--- SOURCE DATA Enclosed Below ---

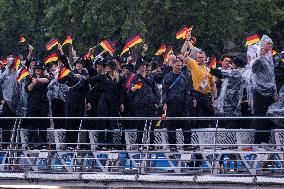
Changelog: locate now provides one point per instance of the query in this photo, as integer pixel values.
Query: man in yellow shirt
(203, 84)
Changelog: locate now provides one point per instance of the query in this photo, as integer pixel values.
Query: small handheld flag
(167, 54)
(22, 74)
(63, 73)
(213, 62)
(252, 39)
(52, 43)
(16, 63)
(161, 50)
(22, 39)
(68, 40)
(108, 46)
(138, 86)
(181, 34)
(131, 42)
(51, 58)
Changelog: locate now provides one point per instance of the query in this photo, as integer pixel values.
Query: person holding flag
(203, 84)
(56, 91)
(78, 89)
(231, 92)
(176, 93)
(145, 95)
(9, 98)
(37, 104)
(264, 87)
(108, 104)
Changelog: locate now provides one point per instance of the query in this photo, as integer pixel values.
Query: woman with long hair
(109, 101)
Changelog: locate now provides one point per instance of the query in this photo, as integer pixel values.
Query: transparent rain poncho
(277, 108)
(263, 76)
(229, 101)
(13, 90)
(259, 74)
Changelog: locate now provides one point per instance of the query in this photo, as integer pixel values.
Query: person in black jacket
(108, 104)
(78, 88)
(176, 94)
(94, 94)
(36, 87)
(145, 94)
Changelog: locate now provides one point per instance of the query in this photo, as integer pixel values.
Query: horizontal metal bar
(146, 118)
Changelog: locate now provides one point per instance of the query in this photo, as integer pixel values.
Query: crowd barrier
(213, 153)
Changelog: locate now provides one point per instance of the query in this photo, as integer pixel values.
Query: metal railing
(214, 151)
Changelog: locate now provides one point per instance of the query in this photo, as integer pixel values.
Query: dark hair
(178, 59)
(226, 56)
(202, 52)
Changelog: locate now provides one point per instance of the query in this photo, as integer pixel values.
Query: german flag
(51, 58)
(161, 50)
(52, 43)
(181, 34)
(108, 46)
(68, 40)
(167, 55)
(252, 39)
(16, 63)
(22, 39)
(23, 73)
(4, 61)
(274, 52)
(86, 57)
(138, 85)
(131, 42)
(213, 62)
(63, 73)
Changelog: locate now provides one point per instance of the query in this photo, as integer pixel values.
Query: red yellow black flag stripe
(213, 62)
(52, 43)
(252, 39)
(22, 39)
(16, 63)
(68, 40)
(63, 73)
(131, 42)
(23, 73)
(107, 45)
(51, 58)
(161, 50)
(167, 54)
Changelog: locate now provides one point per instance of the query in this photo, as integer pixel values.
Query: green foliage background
(219, 25)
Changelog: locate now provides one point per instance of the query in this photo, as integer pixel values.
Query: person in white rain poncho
(229, 100)
(263, 87)
(277, 109)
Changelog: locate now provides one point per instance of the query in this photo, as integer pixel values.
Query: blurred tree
(219, 25)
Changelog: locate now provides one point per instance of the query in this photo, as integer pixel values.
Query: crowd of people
(245, 84)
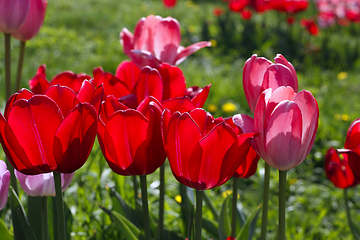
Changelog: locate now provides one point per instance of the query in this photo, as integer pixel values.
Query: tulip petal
(75, 137)
(283, 136)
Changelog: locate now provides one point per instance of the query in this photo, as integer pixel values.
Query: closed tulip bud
(13, 14)
(33, 22)
(42, 184)
(4, 184)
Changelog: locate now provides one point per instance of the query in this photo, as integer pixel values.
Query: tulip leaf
(247, 229)
(129, 231)
(5, 233)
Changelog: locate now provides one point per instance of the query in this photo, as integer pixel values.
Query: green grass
(80, 35)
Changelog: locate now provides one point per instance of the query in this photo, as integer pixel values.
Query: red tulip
(287, 123)
(47, 133)
(39, 84)
(203, 152)
(169, 3)
(260, 74)
(33, 22)
(353, 143)
(156, 40)
(13, 14)
(130, 139)
(338, 170)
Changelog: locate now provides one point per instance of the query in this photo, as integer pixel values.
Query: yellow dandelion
(212, 108)
(345, 117)
(213, 42)
(178, 198)
(229, 107)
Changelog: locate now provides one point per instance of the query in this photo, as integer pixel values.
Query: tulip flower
(260, 74)
(352, 144)
(47, 133)
(39, 83)
(156, 40)
(130, 139)
(338, 170)
(287, 123)
(33, 22)
(4, 184)
(42, 184)
(210, 146)
(13, 14)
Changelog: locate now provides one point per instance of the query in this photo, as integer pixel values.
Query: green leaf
(129, 231)
(245, 232)
(5, 233)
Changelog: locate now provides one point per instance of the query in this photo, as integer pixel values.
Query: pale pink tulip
(156, 40)
(33, 21)
(42, 184)
(260, 74)
(287, 123)
(4, 184)
(13, 14)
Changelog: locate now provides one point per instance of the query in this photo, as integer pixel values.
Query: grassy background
(80, 35)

--- End of Enclosed SOURCE DATA ---

PROBLEM REQUIREMENTS -
Each of the entries above must be output exactly, with none of the pictures.

RESPONSE AREA -
Changelog: locate now provides one point per instance of the query in this photo, as integer pixel values.
Query: man in yellow shirt
(203, 84)
Changelog: locate now provides one point per instance of the query in this photo, as integer pixel values.
Query: small handheld flag
(167, 54)
(22, 74)
(63, 73)
(213, 62)
(252, 39)
(52, 43)
(16, 63)
(161, 50)
(22, 39)
(68, 40)
(108, 46)
(138, 86)
(181, 34)
(131, 42)
(51, 58)
Changelog: locate now provides one point per instance of the query in this photo, as integer pixel values.
Query: person holding flag
(203, 84)
(56, 91)
(78, 89)
(231, 92)
(176, 93)
(145, 95)
(9, 98)
(37, 104)
(264, 87)
(108, 104)
Changelog: locate now provides one point per instance of the query in this photo, as integer pixel values.
Query: woman with long hair
(109, 101)
Changelog: locate now provides one point per instance of the query in this photo, as integer pixel values.
Query: transparent rain poncho
(277, 108)
(263, 76)
(229, 101)
(13, 90)
(259, 74)
Changelog: locate now provides one point per instance of the query in this photo, as integer pixel values.
Query: person in black jacket
(108, 104)
(78, 88)
(176, 94)
(94, 94)
(36, 87)
(145, 94)
Changelog: locate now provides one point per instance of the query in this photo, as integer pixel values.
Query: horizontal metal bar
(146, 118)
Changelog: locate now provides one point per instance of the query in this photo, as integer pixel values.
Query: crowd barrier
(213, 153)
Changelog: locate now provides one point per instance of the query in this photo, as integer pixel values.
Query: metal railing
(214, 151)
Changelog: locate now provides one point per instance of the query in this photo, as integer pixel values.
Query: dark hair
(178, 59)
(226, 56)
(202, 52)
Changelog: locate now provides one point per instance of the query in this photo, as integer pixel values.
Query: german flag
(51, 58)
(161, 50)
(52, 43)
(181, 34)
(108, 46)
(68, 40)
(167, 55)
(252, 39)
(16, 63)
(22, 39)
(23, 73)
(4, 61)
(274, 52)
(86, 57)
(138, 85)
(131, 42)
(213, 62)
(63, 73)
Changelog: locate now provides one point per instance of the query in this photo, as integer pixel values.
Query: red yellow black flag stripe
(213, 62)
(52, 43)
(252, 39)
(22, 39)
(16, 63)
(68, 40)
(63, 73)
(131, 42)
(23, 73)
(107, 45)
(51, 58)
(161, 50)
(167, 54)
Changelog: locate now provides one point per instance of the query in this photo, as integer pixel values.
Query: green foliage background
(219, 25)
Changelog: locate now provides one point per instance of the query in this photo, as integer pixel values.
Query: person in white rain poncho
(229, 100)
(263, 87)
(277, 109)
Changelog: locate now provides one point per instance of the query in this photo, as integer pixel values.
Query: blurred tree
(219, 25)
Changelog: locate now provides one point per instance of the query in this photo, as integer pixel values.
Query: crowd of people
(245, 84)
Changelog: locate now provides one point per instance of the query in this photo, as integer pixel values.
Query: tulip petal
(75, 137)
(283, 136)
Changelog: locate now provides one point per instance of the query in this photo, as integer pixel values.
Query: closed tulip bud
(13, 14)
(33, 22)
(42, 184)
(4, 184)
Changelog: locate now provides one point per instance of the query in this photo, as integer pixel values.
Query: tulip leaf
(247, 229)
(129, 231)
(5, 233)
Changelog: locate now provides one point per instance of the query in this photo, as integer pixel values.
Query: green grass
(80, 35)
Changelog: locate now provides one point per instance of the query in this photo, as integer pixel values.
Query: red tulip
(287, 123)
(47, 133)
(39, 84)
(203, 152)
(169, 3)
(260, 74)
(33, 22)
(353, 143)
(156, 40)
(13, 14)
(130, 139)
(338, 170)
Changelog: locate now provides one point per instance of the query in this photo, as integer pixel values.
Query: yellow dandelion
(212, 108)
(345, 117)
(213, 42)
(178, 198)
(229, 107)
Changelog: locate now provides one point per instance of the query in this photo, as integer pixel values.
Query: tulip flower
(260, 74)
(352, 144)
(47, 133)
(39, 83)
(156, 40)
(130, 139)
(338, 170)
(287, 123)
(33, 22)
(4, 184)
(42, 184)
(210, 146)
(13, 14)
Changelog: locate now provides one point per instance of the query in this photo, as integer pixel values.
Query: green leaf
(129, 231)
(245, 232)
(5, 233)
Changelog: locate now provides one point per instance of the query in this photo, as integer pixel values.
Query: pale pink tulip
(156, 40)
(33, 21)
(42, 184)
(260, 74)
(287, 123)
(4, 184)
(13, 14)
Changelog: locate now provides one point per instance of the query in this photo, as integer pixel values.
Query: grassy background
(80, 35)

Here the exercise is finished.